*WORK ORDER 1*. According to the article about Kellyanne Conway's "Bowling Green massacre" comments, why did Conway appear to invent a terror attack?
*WORK ORDER 2*. Could you quote the article on the Bowling Green massacre comments word for word, everything from "As the world" down to "commemorate the non-event."?

*TEXT PROVIDED*.
::::

As the world continues to reel from Kellyanne Conway’s Bowling Green massacre comments, many have come up with creative ways to commemorate the non-event.
Memorials and folk songs have been organized in response to the gaffe that trended across social media on Friday when Conway, President Donald Trump’s senior counselor, appeared to invent a terror attack in order to justify Trump’s executive order banning seven countries from traveling to the US.
READ MORE: ‘Bowling Green massacre’ trends following Kellyanne Conway’s latest blunder
“I bet it’s brand new information to people that President Obama had a six-month ban on the Iraqi refugee program after two Iraqis came here to this country, were radicalized and they were the masterminds behind the Bowling Green massacre,” she told MSNBC.
Conway was referring to two men from Bowling Green, Kentucky, who were arrested for sending money and weapons to Al-Qaeda in Iraq. While the two had previously fought as insurgents in Iraq and admitted to using improvised explosive devices (IEDs) against US soldiers, they did not carry out any terror attacks in the US.
Although Conway appeared to address her error, calling it an “honest mistake,” a memorial to remember – or not remember – the victims of the imaginary massacre was held at the Bowling Green subway station in New York Friday night.

::::

*DATA EXTRACTS*.
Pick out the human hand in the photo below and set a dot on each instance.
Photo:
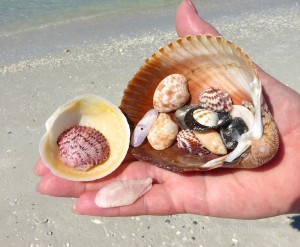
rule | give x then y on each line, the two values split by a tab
269	190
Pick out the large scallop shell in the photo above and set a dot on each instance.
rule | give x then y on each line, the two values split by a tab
90	111
206	61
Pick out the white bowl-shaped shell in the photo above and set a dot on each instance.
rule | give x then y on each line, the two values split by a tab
206	61
91	111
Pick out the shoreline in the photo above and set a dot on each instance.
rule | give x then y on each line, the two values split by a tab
42	75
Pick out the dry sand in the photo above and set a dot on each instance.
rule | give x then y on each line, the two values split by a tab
32	89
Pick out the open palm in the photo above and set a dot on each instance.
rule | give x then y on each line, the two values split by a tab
266	191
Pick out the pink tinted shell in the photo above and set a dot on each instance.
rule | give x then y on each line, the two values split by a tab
82	147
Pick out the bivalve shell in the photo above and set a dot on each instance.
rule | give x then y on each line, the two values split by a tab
163	132
171	93
206	62
215	100
206	117
93	112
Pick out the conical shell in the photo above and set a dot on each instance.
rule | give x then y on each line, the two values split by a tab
90	111
206	61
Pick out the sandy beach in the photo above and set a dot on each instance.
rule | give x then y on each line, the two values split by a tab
42	69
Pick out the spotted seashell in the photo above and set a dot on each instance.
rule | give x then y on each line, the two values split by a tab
171	93
187	140
211	139
215	100
163	132
82	147
206	117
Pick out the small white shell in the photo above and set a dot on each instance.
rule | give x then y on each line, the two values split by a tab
163	132
171	93
143	127
211	139
122	193
90	111
244	113
206	117
215	100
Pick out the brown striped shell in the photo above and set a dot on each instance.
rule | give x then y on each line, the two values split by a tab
206	61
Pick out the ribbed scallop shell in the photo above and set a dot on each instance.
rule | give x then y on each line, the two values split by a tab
206	61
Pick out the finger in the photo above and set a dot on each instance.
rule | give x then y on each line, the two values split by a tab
40	169
155	202
188	22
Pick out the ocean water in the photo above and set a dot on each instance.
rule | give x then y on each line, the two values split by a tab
20	16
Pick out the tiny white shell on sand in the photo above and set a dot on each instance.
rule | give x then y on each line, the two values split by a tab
122	193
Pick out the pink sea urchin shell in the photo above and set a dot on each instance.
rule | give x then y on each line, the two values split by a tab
215	100
82	147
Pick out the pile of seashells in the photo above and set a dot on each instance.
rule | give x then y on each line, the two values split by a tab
213	126
198	101
195	105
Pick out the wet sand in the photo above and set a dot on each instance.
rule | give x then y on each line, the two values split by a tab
35	83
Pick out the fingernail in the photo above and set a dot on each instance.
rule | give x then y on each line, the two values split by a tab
75	211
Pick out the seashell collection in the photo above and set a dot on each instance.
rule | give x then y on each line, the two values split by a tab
200	107
210	88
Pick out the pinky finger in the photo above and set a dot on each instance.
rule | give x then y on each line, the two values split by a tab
155	202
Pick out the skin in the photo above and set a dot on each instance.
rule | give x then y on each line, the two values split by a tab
270	190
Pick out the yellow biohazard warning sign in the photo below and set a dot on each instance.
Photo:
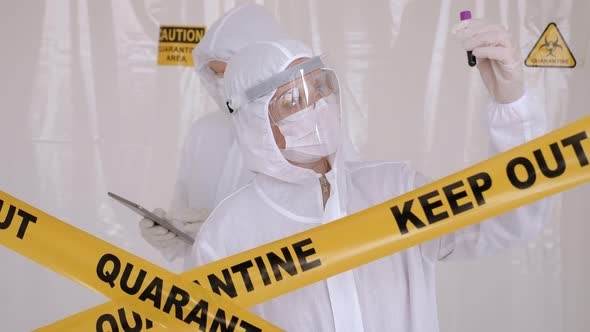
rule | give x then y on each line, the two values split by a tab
177	44
551	50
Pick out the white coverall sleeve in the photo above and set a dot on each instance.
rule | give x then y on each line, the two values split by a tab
510	125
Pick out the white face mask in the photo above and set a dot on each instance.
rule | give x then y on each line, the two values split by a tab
312	133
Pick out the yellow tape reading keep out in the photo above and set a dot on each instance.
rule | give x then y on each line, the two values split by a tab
545	166
125	278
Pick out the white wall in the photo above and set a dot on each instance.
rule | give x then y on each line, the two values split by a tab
85	110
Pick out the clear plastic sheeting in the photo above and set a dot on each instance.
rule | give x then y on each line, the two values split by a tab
85	109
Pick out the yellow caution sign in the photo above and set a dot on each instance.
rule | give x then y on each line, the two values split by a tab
171	301
176	44
551	50
545	166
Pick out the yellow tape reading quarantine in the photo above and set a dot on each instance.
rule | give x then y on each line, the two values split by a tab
127	279
545	166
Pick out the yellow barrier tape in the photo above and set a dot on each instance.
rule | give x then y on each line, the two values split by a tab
545	166
127	279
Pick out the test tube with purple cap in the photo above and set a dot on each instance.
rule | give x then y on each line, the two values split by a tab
466	15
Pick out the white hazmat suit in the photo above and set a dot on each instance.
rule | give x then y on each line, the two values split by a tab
211	166
395	293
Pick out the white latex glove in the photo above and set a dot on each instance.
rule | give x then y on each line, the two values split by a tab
499	62
168	243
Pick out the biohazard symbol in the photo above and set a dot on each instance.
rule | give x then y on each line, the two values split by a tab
551	50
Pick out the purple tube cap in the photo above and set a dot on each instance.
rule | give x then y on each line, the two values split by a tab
465	15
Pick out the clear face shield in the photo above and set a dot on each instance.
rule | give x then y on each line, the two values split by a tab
304	111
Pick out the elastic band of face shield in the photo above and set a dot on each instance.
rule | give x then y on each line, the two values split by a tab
276	81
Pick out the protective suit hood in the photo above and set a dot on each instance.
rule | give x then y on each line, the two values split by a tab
253	65
236	29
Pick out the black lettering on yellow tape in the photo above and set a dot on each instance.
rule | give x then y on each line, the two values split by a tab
135	283
430	201
467	197
25	219
285	261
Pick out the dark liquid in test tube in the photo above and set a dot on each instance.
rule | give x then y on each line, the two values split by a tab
466	15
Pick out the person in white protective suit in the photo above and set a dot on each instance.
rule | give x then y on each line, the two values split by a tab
211	165
285	106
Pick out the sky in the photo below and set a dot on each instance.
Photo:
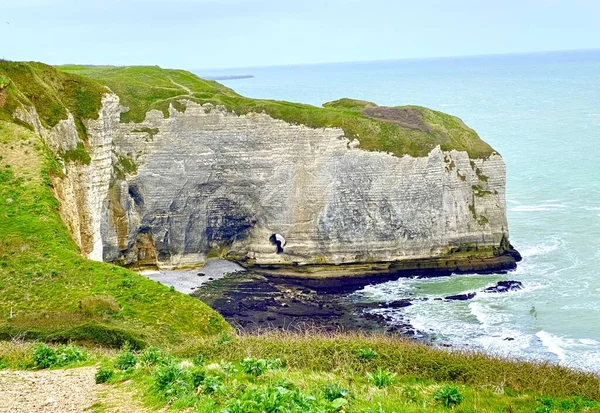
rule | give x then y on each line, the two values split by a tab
201	34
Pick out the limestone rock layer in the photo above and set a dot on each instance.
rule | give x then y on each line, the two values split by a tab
172	191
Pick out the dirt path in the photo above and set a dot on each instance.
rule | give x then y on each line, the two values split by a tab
65	391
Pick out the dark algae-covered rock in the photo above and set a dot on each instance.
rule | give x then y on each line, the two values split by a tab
504	286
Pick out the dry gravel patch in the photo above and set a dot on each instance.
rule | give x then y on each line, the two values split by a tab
64	391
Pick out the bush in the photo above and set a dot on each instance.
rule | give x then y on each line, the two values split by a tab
44	357
173	380
366	354
335	391
125	361
382	378
279	399
257	367
103	375
153	356
211	384
199	359
449	396
99	306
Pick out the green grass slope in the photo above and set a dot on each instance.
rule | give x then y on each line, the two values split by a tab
49	291
52	92
142	88
317	373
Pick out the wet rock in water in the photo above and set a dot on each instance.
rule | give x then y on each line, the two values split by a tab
504	286
396	304
461	297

::::

*EXPECTED OUTPUT 1*. She appeared to invent it to justify President Donald Trump's executive order banning people from seven countries from traveling to the US.

*EXPECTED OUTPUT 2*.
As the world continues to reel from Kellyanne Conway’s Bowling Green massacre comments, many have come up with creative ways to commemorate the non-event.